Exercise tasks:
A - According to the text on the Offline Study Assistant, which base model was fine-tuned?
B - Carry on writing the text about the Offline Study Assistant, beginning right after its final line.

Text:
- - - -

Mahi Sidda

Overview

The Offline Study Assistant (OSA) is a fully offline, on-device LLM-powered study companion designed to run on resource-constrained Android smartphones without any cloud or internet dependency.

The system enables students to ask questions, summarize textbook excerpts, and receive concise explanations entirely on device, prioritizing privacy, low latency, and real-world usability. OSA demonstrates that practical LLM inference is feasible on mid-range consumer hardware through careful model selection, fine-tuning, and systems-level optimization.

Problem Statement

How can a resource effective mobile device run a study assistant that is viable and efficient without access to the internet?

OSA addresses this gap by delivering a local-only LLM inference pipeline optimized for mobile CPUs, enabling always-available AI assistance without external dependencies.

Technical Approach

Model Selection & Fine-Tuning

Base model: Llama-3.2-1B-Instruct
Fine-tuned using QLoRA (PEFT) to align the model with:

Concise, student-friendly explanations
Strict "answer-from-excerpt" behavior for study tasks

Trained on a curated mix of instruction and summarization datasets (SQuAD2.0, CNN/DailyMail, Alpaca, OASST, EduQG)

Quantization & Inference

Quantized to Q4_K_M (4-bit) GGUF format for efficient CPU-only inference
Deployed using llama.cpp optimized for ARM architectures
Context window capped at 512 tokens to balance memory, latency, and answer quality

Android Inference Stack

Jetpack Compose UI with streaming token output
JNI bridge connecting Kotlin UI to native C++ inference code
Local persistence using SQLite / Room DB
No server, no cloud APIs, no network access at inference time

Performance & Optimization

Through iterative benchmarking and tuning on a Snapdragon 720G device:

Time-to-first-token reduced from 2.8 minutes → <15 seconds
End-to-end response latency reduced from 11.7 minutes → <30 seconds
Generation speed improved from 0.3 → 8.2 tokens/sec (~27× speedup)

- - - -

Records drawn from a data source
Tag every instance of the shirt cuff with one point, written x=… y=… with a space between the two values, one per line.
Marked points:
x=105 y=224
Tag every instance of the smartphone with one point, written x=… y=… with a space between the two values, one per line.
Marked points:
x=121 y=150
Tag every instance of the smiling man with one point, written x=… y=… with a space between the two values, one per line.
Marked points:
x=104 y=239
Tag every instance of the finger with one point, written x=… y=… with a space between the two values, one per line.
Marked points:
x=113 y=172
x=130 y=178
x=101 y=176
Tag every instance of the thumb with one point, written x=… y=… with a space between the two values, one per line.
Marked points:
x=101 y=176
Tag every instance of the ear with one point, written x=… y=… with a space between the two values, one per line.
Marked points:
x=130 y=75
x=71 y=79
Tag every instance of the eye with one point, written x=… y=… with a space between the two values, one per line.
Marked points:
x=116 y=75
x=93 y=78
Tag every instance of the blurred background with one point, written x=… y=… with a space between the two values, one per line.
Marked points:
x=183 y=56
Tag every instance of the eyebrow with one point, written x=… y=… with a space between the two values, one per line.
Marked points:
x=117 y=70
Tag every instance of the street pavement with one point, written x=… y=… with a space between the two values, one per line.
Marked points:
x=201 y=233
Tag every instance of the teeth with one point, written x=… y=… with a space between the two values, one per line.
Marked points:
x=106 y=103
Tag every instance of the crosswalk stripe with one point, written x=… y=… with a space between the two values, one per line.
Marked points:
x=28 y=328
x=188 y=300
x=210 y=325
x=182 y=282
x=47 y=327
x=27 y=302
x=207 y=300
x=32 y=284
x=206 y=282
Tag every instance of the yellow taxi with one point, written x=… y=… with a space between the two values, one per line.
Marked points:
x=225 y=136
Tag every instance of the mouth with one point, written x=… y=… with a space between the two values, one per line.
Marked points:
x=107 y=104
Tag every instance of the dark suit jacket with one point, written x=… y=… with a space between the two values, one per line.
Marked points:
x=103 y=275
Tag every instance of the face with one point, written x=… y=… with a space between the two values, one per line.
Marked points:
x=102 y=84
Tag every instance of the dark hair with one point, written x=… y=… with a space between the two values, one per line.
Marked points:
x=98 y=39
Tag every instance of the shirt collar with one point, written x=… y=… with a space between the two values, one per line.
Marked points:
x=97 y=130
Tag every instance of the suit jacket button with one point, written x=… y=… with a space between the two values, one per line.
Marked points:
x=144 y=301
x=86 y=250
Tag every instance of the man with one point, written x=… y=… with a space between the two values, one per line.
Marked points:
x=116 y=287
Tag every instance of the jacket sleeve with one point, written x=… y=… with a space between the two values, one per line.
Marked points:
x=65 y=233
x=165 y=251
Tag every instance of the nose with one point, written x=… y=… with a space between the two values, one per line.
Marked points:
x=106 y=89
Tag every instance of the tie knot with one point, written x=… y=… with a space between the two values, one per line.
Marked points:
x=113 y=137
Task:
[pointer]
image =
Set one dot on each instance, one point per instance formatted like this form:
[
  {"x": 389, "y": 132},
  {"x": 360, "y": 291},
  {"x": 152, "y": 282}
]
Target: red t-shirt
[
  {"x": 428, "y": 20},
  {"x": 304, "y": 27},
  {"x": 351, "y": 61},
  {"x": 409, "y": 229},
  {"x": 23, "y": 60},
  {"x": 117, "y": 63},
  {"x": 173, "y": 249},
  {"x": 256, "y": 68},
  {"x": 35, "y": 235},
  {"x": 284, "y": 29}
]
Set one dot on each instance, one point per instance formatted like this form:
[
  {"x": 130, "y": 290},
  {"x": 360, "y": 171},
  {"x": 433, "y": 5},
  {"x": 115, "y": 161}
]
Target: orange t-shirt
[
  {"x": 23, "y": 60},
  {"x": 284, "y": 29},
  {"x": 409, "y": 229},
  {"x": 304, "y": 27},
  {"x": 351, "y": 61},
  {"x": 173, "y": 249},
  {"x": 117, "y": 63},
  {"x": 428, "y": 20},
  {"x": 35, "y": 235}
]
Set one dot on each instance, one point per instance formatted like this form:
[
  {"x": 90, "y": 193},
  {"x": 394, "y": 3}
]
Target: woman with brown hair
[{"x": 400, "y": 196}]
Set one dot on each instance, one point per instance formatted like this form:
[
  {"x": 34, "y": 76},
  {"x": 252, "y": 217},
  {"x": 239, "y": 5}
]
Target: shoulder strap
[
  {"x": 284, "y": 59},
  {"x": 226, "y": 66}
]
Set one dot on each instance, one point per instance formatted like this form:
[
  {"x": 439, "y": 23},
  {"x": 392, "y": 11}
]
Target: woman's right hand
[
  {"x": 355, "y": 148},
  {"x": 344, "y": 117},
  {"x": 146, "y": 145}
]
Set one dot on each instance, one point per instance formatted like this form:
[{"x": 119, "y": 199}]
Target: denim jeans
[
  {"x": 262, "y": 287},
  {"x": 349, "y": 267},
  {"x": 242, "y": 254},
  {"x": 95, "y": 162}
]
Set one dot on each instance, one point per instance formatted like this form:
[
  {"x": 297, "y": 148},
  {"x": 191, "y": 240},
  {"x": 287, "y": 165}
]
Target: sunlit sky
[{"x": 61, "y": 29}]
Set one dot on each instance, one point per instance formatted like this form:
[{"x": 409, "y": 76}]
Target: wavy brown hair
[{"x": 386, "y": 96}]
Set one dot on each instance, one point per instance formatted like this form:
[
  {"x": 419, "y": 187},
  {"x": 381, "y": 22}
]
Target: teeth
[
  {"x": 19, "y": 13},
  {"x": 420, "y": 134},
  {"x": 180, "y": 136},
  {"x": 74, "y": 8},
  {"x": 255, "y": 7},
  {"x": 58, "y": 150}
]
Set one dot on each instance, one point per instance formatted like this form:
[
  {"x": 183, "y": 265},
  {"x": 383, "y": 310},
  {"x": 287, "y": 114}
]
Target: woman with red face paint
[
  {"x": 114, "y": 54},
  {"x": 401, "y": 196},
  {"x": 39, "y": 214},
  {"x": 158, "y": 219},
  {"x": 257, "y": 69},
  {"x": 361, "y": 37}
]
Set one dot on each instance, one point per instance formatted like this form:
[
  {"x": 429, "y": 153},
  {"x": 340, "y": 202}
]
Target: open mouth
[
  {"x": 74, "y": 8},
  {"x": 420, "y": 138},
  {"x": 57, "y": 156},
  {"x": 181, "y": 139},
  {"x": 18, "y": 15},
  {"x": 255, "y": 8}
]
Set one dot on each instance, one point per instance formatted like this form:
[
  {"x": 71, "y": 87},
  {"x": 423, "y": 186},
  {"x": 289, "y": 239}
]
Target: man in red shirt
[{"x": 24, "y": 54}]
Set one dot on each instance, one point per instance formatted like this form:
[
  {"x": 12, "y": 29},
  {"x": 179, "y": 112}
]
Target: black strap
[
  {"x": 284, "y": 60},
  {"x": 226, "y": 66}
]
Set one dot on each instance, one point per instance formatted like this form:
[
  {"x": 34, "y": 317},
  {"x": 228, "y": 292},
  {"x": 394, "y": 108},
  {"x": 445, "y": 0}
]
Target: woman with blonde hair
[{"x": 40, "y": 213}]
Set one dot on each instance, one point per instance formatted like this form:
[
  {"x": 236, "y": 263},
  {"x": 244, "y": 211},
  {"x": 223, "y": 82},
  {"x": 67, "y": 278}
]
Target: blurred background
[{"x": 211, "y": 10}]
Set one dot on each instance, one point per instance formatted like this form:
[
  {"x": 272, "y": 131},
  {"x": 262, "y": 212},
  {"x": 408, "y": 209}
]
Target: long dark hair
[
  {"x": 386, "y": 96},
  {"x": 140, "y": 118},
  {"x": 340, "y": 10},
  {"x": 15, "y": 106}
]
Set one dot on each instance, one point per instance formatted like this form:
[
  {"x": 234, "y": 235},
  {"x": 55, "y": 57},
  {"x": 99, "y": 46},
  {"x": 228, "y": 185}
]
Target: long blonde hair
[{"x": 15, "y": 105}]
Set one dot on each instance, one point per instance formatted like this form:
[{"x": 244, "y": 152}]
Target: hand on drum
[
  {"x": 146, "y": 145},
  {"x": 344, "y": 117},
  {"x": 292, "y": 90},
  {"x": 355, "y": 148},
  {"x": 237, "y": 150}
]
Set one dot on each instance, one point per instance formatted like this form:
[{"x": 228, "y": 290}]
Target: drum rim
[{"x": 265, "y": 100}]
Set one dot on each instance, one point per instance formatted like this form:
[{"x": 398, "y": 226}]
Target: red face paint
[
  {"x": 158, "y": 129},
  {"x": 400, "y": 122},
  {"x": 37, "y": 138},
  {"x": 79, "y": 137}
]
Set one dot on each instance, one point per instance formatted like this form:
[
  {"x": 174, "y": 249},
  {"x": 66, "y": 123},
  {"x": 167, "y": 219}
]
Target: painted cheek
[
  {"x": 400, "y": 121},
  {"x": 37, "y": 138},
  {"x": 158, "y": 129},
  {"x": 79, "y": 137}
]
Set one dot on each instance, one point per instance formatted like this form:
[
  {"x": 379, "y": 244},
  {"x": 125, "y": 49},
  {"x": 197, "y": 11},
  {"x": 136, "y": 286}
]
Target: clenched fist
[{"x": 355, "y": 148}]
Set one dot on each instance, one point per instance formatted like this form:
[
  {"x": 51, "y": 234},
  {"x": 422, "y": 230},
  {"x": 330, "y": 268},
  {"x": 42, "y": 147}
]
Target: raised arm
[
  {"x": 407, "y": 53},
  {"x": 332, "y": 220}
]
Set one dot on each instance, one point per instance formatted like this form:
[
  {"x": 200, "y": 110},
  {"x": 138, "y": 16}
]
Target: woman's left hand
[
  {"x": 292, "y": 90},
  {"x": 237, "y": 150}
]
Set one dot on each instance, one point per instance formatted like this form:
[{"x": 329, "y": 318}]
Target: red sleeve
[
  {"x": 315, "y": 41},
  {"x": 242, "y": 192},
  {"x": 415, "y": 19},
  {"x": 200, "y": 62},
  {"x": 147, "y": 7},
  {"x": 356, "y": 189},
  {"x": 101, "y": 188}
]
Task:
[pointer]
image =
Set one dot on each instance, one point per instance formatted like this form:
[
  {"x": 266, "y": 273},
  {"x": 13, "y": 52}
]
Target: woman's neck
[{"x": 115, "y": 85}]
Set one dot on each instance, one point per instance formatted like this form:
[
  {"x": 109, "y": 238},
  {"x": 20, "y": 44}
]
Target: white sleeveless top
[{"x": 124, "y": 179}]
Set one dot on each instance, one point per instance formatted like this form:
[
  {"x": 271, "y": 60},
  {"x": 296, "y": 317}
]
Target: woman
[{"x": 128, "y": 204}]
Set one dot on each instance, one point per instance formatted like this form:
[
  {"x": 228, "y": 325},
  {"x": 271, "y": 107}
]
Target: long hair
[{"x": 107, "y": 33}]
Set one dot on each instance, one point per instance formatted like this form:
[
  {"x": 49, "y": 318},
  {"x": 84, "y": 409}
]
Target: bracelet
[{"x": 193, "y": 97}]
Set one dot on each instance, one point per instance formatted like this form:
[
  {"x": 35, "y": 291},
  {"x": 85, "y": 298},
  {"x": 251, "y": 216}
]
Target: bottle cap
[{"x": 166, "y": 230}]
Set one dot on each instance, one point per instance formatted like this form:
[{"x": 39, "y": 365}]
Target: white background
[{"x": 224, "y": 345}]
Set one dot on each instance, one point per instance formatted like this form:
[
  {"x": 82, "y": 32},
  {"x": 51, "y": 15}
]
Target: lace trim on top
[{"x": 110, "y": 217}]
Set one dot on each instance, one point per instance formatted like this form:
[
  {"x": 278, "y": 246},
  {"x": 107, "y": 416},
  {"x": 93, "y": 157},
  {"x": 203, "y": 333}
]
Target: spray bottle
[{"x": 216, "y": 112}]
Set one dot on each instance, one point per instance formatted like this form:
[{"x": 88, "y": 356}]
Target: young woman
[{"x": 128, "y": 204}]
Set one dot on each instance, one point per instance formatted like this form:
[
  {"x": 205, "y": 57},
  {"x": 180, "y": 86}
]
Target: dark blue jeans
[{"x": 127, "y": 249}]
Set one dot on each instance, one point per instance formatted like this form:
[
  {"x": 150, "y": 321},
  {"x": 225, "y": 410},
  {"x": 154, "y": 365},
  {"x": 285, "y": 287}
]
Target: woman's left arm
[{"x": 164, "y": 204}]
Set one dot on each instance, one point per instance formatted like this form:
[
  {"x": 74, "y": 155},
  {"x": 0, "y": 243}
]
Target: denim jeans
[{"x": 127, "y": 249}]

- - - -

Answers to this exercise:
A - Llama-3.2-1B-Instruct.

B -
Evaluation & Benchmarking

A custom benchmarking pipeline was built using:

ADB + llama.cpp CLI
Fixed prompt sets and output lengths
Metrics captured: latency, throughput, memory usage (PSS), battery drain, and temperature rise

Results were logged and analyzed to identify Pareto-optimal configurations balancing speed, accuracy, and device stability.

Key Features

Fully offline, privacy-preserving AI assistant
CPU-only inference on mid-range Android devices
Concise explanations and excerpt-grounded answers
Streaming responses for improved UX
No cloud cost, no data leakage, no network dependency

Current Status

OSA is an active research and engineering project exploring the limits of on-device LLM deployment for education. Ongoing work includes further latency reduction, UX refinements, and evaluation on lower-powered hardware.